Dataset entries:
____

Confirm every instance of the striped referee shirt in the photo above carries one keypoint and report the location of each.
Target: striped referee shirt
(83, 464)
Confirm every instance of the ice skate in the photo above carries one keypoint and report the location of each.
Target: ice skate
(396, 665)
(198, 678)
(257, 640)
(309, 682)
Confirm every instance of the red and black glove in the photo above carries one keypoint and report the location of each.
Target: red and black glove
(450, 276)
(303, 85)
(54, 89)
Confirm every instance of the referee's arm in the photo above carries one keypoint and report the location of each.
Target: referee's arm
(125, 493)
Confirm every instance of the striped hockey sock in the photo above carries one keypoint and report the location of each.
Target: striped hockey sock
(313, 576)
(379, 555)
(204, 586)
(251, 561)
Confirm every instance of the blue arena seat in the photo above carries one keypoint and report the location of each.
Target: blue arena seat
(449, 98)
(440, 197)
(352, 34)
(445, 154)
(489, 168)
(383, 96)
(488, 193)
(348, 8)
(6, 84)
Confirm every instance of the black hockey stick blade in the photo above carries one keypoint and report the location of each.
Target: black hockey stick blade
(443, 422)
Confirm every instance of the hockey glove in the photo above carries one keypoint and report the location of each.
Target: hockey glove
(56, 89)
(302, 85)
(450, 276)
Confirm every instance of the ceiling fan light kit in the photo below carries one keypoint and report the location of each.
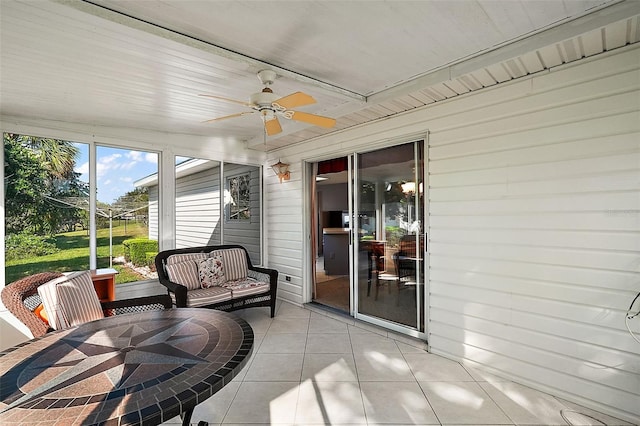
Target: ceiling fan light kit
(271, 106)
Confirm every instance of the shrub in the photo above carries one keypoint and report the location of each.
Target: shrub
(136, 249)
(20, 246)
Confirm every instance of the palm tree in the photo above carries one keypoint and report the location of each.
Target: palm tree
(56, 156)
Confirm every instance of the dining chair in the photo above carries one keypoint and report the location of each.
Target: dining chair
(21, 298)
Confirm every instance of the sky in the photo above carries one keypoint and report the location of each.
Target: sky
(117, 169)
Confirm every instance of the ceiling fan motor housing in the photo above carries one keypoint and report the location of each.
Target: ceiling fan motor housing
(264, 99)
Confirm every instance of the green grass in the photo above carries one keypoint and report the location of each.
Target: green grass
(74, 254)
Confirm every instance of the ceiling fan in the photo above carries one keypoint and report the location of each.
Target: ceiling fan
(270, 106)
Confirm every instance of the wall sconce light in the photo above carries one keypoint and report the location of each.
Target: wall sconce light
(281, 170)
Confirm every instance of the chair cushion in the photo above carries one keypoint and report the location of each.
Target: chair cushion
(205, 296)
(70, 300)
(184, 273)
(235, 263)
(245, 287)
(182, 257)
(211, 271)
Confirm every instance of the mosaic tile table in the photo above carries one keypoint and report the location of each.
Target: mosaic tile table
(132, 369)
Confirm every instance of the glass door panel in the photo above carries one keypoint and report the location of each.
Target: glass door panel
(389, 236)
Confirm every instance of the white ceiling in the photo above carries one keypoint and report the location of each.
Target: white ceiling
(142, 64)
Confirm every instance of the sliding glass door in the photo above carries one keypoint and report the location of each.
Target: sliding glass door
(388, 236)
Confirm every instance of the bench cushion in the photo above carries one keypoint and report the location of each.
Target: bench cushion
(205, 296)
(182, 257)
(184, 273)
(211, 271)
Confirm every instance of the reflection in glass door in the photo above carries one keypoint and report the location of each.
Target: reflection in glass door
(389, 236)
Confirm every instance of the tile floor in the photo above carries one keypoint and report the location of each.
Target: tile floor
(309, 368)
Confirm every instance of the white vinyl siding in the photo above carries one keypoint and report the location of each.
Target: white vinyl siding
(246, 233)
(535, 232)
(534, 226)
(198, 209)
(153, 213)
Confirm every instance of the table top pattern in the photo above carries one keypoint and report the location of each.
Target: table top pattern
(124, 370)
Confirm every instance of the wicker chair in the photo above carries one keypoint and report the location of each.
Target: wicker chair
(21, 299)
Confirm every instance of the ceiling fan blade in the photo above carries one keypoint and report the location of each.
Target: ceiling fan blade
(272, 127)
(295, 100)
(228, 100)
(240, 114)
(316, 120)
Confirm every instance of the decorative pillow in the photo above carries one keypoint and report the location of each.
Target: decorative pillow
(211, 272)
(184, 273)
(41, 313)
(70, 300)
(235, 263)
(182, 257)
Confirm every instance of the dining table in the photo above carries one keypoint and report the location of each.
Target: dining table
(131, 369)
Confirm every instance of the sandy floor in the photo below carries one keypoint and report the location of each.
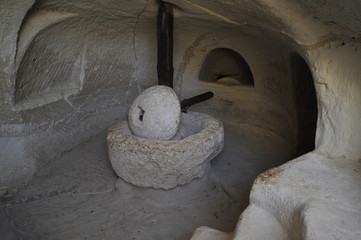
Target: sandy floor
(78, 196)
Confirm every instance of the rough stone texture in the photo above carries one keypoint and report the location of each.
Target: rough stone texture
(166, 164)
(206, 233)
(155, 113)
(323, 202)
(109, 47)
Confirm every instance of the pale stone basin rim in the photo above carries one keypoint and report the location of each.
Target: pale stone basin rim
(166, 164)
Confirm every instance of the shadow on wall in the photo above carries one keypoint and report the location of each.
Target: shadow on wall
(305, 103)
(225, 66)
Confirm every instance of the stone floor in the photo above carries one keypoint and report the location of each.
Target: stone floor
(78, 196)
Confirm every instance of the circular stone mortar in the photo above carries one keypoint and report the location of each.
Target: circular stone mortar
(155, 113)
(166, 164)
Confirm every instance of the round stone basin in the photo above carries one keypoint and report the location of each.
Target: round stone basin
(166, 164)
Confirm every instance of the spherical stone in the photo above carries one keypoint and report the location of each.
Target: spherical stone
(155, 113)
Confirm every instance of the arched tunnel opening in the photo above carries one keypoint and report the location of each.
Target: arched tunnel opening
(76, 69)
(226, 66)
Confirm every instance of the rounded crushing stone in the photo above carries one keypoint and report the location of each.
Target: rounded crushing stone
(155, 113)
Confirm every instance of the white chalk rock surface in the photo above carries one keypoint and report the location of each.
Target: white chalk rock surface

____

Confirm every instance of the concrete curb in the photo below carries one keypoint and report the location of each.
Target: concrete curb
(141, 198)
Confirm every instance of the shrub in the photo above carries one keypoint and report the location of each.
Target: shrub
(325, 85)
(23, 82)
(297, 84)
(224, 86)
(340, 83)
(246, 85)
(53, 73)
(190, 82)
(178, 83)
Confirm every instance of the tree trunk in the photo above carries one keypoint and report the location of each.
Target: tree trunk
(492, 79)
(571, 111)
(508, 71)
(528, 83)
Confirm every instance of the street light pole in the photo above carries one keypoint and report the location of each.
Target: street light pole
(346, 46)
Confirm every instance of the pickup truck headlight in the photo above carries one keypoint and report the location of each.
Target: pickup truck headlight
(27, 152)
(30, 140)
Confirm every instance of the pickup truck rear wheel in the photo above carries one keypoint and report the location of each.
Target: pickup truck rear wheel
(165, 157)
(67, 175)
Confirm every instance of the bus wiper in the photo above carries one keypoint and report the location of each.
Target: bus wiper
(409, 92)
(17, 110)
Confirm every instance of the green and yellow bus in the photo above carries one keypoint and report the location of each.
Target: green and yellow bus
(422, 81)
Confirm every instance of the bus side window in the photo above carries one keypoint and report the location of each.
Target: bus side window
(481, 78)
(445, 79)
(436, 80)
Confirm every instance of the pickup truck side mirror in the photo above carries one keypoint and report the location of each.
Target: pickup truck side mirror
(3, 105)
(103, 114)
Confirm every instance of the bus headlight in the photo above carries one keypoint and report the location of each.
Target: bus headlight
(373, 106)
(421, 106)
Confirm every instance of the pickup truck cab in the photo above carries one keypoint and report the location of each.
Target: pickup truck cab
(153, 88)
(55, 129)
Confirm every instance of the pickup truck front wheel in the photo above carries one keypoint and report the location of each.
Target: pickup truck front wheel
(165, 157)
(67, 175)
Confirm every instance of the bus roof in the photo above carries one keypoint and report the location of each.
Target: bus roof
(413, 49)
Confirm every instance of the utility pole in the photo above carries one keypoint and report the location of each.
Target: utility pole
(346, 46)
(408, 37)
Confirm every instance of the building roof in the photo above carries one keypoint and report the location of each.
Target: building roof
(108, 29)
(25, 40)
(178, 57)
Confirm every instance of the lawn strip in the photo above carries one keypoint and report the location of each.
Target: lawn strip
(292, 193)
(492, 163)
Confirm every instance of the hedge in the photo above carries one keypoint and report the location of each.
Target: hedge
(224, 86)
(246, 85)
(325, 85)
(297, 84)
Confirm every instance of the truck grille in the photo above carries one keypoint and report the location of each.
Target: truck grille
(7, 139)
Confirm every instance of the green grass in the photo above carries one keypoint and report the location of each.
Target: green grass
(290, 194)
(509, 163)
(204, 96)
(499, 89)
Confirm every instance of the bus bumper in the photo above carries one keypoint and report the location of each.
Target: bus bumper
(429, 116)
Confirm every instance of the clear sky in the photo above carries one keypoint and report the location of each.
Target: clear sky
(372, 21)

____

• _WORK REQUIRED_:
Which of the lines above carry the string "below"? Pick them out and copy them.

• _WRITTEN RESPONSE_:
Confirm every instance of the ceiling fan light kit in the photo below carries one keypoint and report the location of each.
Confirm every instance of the sandy floor in the photo below carries one keypoint and report the location of each.
Confirm every instance of the concrete curb in the photo below carries one keypoint and report the location of each.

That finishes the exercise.